# Task description
Rewrite the passage about Gillespie's supporters, starting at "Gillespie already counted" and ending at "congressman Frank Wolf.", with "supporters" changed to "backers".

== Reading text

Gillespie already counted nearly two-thirds of Republicans in the state General Assembly as supporters, including Sen. Dick Black (R-33rd), who represents parts of Loudoun County and Prince William County. Gillespie also has the endorsement of former 10th District congressman Frank Wolf.

“Rob Wittman has an important opportunity to work with a Trump Administration and our Republican majorities in Congress to advance Virginia’s priorities at a critical time for us. He is a good friend and a good man, and like countless other Virginians I am grateful for his continued leadership in and service to our Commonwealth.” Gillespie said in a statement.

Democrats were not so laudatory toward Wittman or the remaining candidates.

====
== Data records

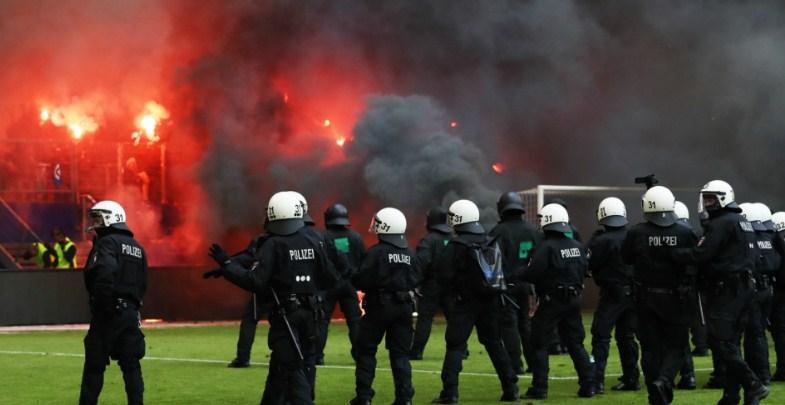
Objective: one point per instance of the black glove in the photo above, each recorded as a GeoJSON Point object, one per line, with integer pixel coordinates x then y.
{"type": "Point", "coordinates": [219, 255]}
{"type": "Point", "coordinates": [215, 273]}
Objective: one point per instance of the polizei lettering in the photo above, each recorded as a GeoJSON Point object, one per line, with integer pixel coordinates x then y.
{"type": "Point", "coordinates": [134, 251]}
{"type": "Point", "coordinates": [301, 254]}
{"type": "Point", "coordinates": [399, 258]}
{"type": "Point", "coordinates": [570, 253]}
{"type": "Point", "coordinates": [663, 240]}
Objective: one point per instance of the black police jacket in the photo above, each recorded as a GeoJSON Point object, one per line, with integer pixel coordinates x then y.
{"type": "Point", "coordinates": [727, 246]}
{"type": "Point", "coordinates": [428, 250]}
{"type": "Point", "coordinates": [606, 264]}
{"type": "Point", "coordinates": [558, 261]}
{"type": "Point", "coordinates": [457, 271]}
{"type": "Point", "coordinates": [648, 248]}
{"type": "Point", "coordinates": [387, 268]}
{"type": "Point", "coordinates": [116, 268]}
{"type": "Point", "coordinates": [348, 243]}
{"type": "Point", "coordinates": [517, 238]}
{"type": "Point", "coordinates": [770, 249]}
{"type": "Point", "coordinates": [289, 264]}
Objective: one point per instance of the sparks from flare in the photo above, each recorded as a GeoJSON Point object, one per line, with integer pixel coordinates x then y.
{"type": "Point", "coordinates": [148, 121]}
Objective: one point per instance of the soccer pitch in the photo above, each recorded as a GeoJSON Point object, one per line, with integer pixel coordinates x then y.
{"type": "Point", "coordinates": [187, 365]}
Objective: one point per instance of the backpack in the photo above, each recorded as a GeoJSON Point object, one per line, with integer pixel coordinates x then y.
{"type": "Point", "coordinates": [487, 258]}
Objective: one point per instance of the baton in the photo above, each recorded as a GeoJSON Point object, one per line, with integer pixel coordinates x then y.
{"type": "Point", "coordinates": [288, 325]}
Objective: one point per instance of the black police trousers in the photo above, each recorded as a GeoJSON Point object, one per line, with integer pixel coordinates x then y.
{"type": "Point", "coordinates": [464, 315]}
{"type": "Point", "coordinates": [756, 345]}
{"type": "Point", "coordinates": [515, 329]}
{"type": "Point", "coordinates": [563, 312]}
{"type": "Point", "coordinates": [727, 312]}
{"type": "Point", "coordinates": [698, 329]}
{"type": "Point", "coordinates": [427, 306]}
{"type": "Point", "coordinates": [251, 316]}
{"type": "Point", "coordinates": [346, 296]}
{"type": "Point", "coordinates": [777, 317]}
{"type": "Point", "coordinates": [291, 377]}
{"type": "Point", "coordinates": [389, 318]}
{"type": "Point", "coordinates": [118, 338]}
{"type": "Point", "coordinates": [615, 309]}
{"type": "Point", "coordinates": [663, 330]}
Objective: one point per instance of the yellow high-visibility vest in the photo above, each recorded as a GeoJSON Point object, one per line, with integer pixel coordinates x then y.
{"type": "Point", "coordinates": [60, 251]}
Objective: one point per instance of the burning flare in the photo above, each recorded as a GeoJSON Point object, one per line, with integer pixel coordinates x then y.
{"type": "Point", "coordinates": [147, 122]}
{"type": "Point", "coordinates": [74, 117]}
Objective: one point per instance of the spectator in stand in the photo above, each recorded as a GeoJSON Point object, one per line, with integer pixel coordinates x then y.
{"type": "Point", "coordinates": [64, 250]}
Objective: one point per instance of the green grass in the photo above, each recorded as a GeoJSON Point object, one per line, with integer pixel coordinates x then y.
{"type": "Point", "coordinates": [54, 377]}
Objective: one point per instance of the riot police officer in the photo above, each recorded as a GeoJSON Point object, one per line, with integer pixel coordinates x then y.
{"type": "Point", "coordinates": [695, 310]}
{"type": "Point", "coordinates": [350, 244]}
{"type": "Point", "coordinates": [428, 249]}
{"type": "Point", "coordinates": [291, 267]}
{"type": "Point", "coordinates": [116, 280]}
{"type": "Point", "coordinates": [778, 303]}
{"type": "Point", "coordinates": [254, 310]}
{"type": "Point", "coordinates": [470, 304]}
{"type": "Point", "coordinates": [516, 238]}
{"type": "Point", "coordinates": [616, 307]}
{"type": "Point", "coordinates": [388, 275]}
{"type": "Point", "coordinates": [662, 291]}
{"type": "Point", "coordinates": [557, 269]}
{"type": "Point", "coordinates": [725, 254]}
{"type": "Point", "coordinates": [768, 264]}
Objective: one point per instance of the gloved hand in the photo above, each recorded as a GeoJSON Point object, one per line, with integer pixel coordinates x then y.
{"type": "Point", "coordinates": [219, 255]}
{"type": "Point", "coordinates": [215, 273]}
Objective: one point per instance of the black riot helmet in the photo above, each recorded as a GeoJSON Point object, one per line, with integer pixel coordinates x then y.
{"type": "Point", "coordinates": [336, 214]}
{"type": "Point", "coordinates": [437, 220]}
{"type": "Point", "coordinates": [509, 201]}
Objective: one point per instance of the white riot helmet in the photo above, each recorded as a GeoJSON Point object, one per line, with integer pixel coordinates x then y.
{"type": "Point", "coordinates": [764, 214]}
{"type": "Point", "coordinates": [778, 218]}
{"type": "Point", "coordinates": [285, 213]}
{"type": "Point", "coordinates": [389, 224]}
{"type": "Point", "coordinates": [304, 203]}
{"type": "Point", "coordinates": [107, 213]}
{"type": "Point", "coordinates": [554, 217]}
{"type": "Point", "coordinates": [719, 190]}
{"type": "Point", "coordinates": [464, 216]}
{"type": "Point", "coordinates": [612, 212]}
{"type": "Point", "coordinates": [681, 211]}
{"type": "Point", "coordinates": [658, 205]}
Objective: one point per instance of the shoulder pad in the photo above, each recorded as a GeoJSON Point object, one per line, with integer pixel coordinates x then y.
{"type": "Point", "coordinates": [746, 226]}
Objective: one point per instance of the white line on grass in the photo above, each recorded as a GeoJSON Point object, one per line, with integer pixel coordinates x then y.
{"type": "Point", "coordinates": [329, 367]}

====

# Exercise output
Gillespie already counted nearly two-thirds of Republicans in the state General Assembly as backers, including Sen. Dick Black (R-33rd), who represents parts of Loudoun County and Prince William County. Gillespie also has the endorsement of former 10th District congressman Frank Wolf.